**Exercise brief:** Your answer must be an exact copy of the records below, minus the pictures.

[Point localization data]
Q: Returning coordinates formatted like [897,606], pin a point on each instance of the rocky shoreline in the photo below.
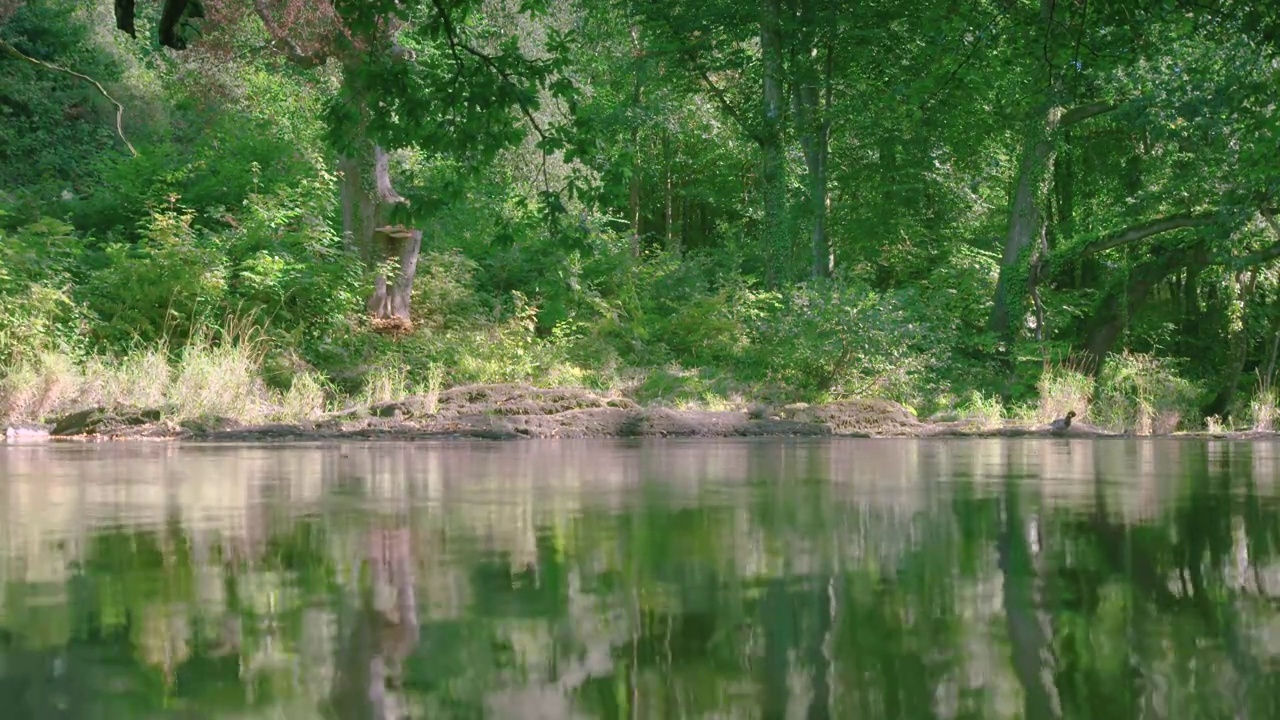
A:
[512,411]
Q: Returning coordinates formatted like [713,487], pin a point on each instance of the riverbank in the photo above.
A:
[517,411]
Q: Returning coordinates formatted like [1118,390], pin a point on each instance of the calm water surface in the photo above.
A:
[1000,578]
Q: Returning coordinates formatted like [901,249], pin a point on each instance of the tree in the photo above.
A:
[414,74]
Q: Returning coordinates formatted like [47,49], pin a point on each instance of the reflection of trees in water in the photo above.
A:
[977,596]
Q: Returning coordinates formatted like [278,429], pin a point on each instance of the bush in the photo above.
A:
[1063,388]
[1144,395]
[37,270]
[845,341]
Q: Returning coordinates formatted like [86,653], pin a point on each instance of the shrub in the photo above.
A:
[1063,388]
[1143,393]
[844,341]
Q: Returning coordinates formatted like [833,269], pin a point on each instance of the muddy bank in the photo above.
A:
[512,411]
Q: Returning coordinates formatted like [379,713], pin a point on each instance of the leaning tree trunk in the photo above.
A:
[391,251]
[1124,300]
[1024,218]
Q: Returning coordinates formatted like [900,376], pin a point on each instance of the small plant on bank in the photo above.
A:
[983,410]
[1063,388]
[1144,395]
[1265,406]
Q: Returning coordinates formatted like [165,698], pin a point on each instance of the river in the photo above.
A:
[641,579]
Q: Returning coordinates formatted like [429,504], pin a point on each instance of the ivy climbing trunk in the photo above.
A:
[1024,217]
[812,105]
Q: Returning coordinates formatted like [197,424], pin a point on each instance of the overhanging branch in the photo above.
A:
[282,41]
[456,44]
[1137,233]
[119,109]
[1084,112]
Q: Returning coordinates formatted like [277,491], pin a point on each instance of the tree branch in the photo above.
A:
[119,109]
[1084,112]
[456,44]
[1137,233]
[286,45]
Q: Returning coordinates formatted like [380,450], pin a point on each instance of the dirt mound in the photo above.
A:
[498,400]
[871,418]
[113,422]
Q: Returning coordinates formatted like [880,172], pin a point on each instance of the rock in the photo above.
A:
[104,420]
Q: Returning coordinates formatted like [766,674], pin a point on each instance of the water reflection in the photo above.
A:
[631,580]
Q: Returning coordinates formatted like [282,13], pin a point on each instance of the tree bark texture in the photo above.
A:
[772,159]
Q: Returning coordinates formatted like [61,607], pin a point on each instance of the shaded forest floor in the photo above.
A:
[515,411]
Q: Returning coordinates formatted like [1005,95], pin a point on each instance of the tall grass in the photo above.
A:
[1064,388]
[1265,406]
[1143,395]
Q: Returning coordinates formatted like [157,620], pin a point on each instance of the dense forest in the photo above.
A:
[987,208]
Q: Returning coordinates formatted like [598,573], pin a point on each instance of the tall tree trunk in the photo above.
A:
[1024,217]
[812,105]
[1238,343]
[667,191]
[1123,301]
[635,141]
[368,199]
[776,246]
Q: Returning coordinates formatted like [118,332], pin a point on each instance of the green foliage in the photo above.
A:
[39,263]
[1064,388]
[845,341]
[1144,395]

**Answer section:**
Q: Returning coordinates formatted like [897,606], pin a point on each instance of the rocky shoreline in the photo below.
A:
[512,411]
Q: Returning coordinates formatted like [713,487], pin a point on each instance of the riverbank in the photo above.
A:
[517,411]
Q: Returning coordinates formatted like [1118,390], pin a point on each instance of the calm water surface in the photo above.
A:
[1000,578]
Q: Returning coordinates formatted like [901,249], pin a point on each instance of the tree in the photo above.
A:
[414,74]
Q: Returning coordinates formatted like [47,49], pin a point on each instance of the reflection of trees in water in the photo above.
A:
[977,596]
Q: Returning coordinates formatted like [278,429], pin a point on each instance of the bush in the photo above.
A:
[1063,388]
[1144,395]
[37,270]
[845,341]
Q: Returning coordinates formatted like [86,653], pin a point on each instance of the shrub in the photo above.
A:
[1063,388]
[1143,393]
[844,341]
Q: Returning coordinates formatted like [833,269], pin a point on each instance of the muddy bank in the photo above.
A:
[512,411]
Q: Returning coordinates formatted like [379,713], pin a point on each instance of the leaning tree trunk in the photo above.
A:
[391,251]
[1124,300]
[1024,218]
Q: Returning coordinates formatted like [900,376], pin a point on each instance of the small plant on bank in the photo above.
A:
[983,410]
[1063,388]
[1144,395]
[1265,406]
Q: Returning coordinates formatted like [165,698], pin a point on each instance of the river in the photo above.
A:
[641,579]
Q: Returning coordinates formatted like [429,504], pin a point on each instance of the ivy climbing trunk in the photo above.
A:
[1024,217]
[812,105]
Q: Returning coordinates formatted like [197,424], pin a point on each instance of the overhanging branch in the photo above.
A:
[282,41]
[456,44]
[1137,233]
[119,109]
[1084,112]
Q: Returning coordinates formatted like [277,491], pin a point on each instance of the tree branch in the photo above.
A:
[119,109]
[1084,112]
[456,44]
[1137,233]
[286,45]
Q: Returning coordinates formatted like [380,450], pin a point on each instance of the dirt mound in the photo above.
A:
[498,400]
[871,418]
[113,422]
Q: Returning coordinates formatted like [880,172], pin a point on each instance of the rock in the photo above.
A:
[104,420]
Q: Returning coordinates formatted like [766,674], pin a point on each instance of the water reflection in the photo above.
A:
[631,580]
Q: Returning coordinates formatted like [282,13], pin a point on each instance of the tree bark texture in the photo above.
A:
[772,159]
Q: Returning coordinates formatted like [61,607], pin a point on each instance of the shaded forest floor in the photo above.
A:
[515,411]
Q: Returning coordinates formatted like [1005,95], pin a point on each instance of the tall grass in the photo above.
A:
[1064,388]
[1265,406]
[1143,395]
Q: Returning coordinates formatted like [157,620], pin a point on each instance of the dense forest in the photo above.
A:
[987,208]
Q: Returning coordinates formatted like [598,573], pin a point on each instance of the tall tree trunk in the photo above.
A:
[1024,217]
[812,105]
[1238,343]
[667,191]
[1123,301]
[635,141]
[368,199]
[776,246]
Q: Returning coordinates formatted like [118,332], pin a point on each instance of the green foliage in the photo above.
A:
[39,263]
[1064,388]
[845,341]
[1144,395]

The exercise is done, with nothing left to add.